FRAGMENTO:
Mingote tuvo a bien adoptarlo en su desembarco en Madrid, como se adopta a un hermanito que aún no sabe que está allí para mejorar la familia. Le enseñó cuanto hay que enseñarle a un recién llegado: los cafés. El Varela y el Principal sobre todos, en los que con gusto habría plantado una tienda de campaña de no haber sabido que molestaría, algo que hacía mejor con la pluma que con el gesto. Eran los años de las palabras, cuando cualquiera era amigo de cualquiera y se podía hablar sin señalar, antes de las tribus, las zanjas, las cédulas de integridad y el enfado, que entonces se reservaba a la pobreza, la del país y la del espíritu, nunca la de las ganas, que los toreros menesterosos desafiaban al burlar la luna -y al guardés- en busca de una oportunidad furtiva. Furtivo fue también, por elección, su manejo del oficio, que tiraba a anónimo, para él, más que adjetivo, un lugar confortable donde vivir con el autor del Lazarillo, que con cuatro siglos de adelanto contó la España de los cincuenta, y del que tanto bebió.

TAREAS DEL EJERCICIO:
1. Resume el fragmento en dos oraciones.
2. Filtra las filas y copia cada una de las que contengan la cadena "white".

FILAS DE DATOS:
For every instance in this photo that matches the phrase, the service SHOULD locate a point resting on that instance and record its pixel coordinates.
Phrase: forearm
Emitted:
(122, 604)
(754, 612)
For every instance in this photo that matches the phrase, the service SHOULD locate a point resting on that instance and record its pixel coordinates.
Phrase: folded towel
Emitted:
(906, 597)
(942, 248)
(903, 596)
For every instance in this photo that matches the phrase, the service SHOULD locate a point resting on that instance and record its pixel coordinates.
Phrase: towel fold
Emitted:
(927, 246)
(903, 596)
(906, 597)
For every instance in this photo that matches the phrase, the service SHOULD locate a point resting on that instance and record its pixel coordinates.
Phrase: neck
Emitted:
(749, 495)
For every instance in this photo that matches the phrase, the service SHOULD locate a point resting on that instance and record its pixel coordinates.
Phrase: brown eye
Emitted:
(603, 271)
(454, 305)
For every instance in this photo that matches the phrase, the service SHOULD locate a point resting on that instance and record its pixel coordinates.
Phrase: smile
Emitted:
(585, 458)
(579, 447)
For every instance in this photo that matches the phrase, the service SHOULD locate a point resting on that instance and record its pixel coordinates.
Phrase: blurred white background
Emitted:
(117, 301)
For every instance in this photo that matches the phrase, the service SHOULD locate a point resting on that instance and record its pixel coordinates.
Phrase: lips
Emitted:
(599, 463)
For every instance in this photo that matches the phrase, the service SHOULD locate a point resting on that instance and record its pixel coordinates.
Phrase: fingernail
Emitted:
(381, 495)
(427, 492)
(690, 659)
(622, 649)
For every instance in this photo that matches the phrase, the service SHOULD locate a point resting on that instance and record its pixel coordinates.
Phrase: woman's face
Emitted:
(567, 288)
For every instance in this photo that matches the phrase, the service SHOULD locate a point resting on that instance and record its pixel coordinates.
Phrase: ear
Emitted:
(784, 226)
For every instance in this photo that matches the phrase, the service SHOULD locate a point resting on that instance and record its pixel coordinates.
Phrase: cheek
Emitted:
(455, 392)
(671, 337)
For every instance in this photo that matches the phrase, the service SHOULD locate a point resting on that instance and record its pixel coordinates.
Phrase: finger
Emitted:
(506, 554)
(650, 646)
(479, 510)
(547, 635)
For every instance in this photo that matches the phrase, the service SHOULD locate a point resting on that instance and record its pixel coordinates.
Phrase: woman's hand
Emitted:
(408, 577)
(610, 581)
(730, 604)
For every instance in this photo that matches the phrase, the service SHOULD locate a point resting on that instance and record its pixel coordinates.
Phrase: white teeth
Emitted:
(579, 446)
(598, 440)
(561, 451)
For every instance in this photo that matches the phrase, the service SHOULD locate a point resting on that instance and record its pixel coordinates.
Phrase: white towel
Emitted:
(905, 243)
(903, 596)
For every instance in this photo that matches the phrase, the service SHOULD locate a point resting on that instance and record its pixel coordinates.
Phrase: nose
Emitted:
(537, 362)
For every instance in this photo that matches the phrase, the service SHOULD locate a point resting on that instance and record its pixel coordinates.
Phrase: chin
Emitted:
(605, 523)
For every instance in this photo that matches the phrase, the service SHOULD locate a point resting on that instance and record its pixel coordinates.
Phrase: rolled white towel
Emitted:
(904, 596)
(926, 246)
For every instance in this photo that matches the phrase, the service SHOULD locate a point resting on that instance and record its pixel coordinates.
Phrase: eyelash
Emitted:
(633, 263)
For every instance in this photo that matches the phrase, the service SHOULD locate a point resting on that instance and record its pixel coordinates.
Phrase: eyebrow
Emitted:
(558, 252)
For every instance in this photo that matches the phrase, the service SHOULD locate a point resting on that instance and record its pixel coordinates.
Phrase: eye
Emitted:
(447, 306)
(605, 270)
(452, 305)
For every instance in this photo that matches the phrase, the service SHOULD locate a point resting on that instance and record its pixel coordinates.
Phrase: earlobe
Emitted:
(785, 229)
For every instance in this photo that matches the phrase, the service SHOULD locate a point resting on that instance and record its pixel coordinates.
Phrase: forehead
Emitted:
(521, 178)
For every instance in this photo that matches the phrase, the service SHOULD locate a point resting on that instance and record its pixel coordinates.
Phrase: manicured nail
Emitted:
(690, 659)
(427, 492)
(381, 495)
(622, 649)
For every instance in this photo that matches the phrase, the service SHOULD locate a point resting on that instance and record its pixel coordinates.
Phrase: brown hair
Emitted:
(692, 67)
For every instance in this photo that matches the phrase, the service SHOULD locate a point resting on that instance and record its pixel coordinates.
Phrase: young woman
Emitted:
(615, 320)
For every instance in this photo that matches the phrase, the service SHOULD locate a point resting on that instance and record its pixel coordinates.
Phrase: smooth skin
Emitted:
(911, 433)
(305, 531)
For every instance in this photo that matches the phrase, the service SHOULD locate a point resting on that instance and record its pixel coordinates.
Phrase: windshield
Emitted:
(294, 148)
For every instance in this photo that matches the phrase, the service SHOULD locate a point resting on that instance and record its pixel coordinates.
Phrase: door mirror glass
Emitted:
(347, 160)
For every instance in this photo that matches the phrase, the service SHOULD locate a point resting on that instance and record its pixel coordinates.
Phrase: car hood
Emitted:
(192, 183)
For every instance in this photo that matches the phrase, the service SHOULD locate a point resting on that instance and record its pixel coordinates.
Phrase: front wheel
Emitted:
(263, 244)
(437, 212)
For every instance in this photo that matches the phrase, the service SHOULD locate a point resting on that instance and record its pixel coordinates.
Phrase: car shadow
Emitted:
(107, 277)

RESPUESTAS:
1. Mingote adoptó a un recién llegado a Madrid y le enseñó los cafés, sobre todo el Varela y el Principal. Eran los años de las palabras, anteriores a las tribus y el enfado, y el manejo del oficio, furtivo y tirando a anónimo, era un lugar confortable para vivir con el autor del Lazarillo.

2.
Phrase: blurred white background
Phrase: white teeth
Phrase: white towel
Phrase: rolled white towel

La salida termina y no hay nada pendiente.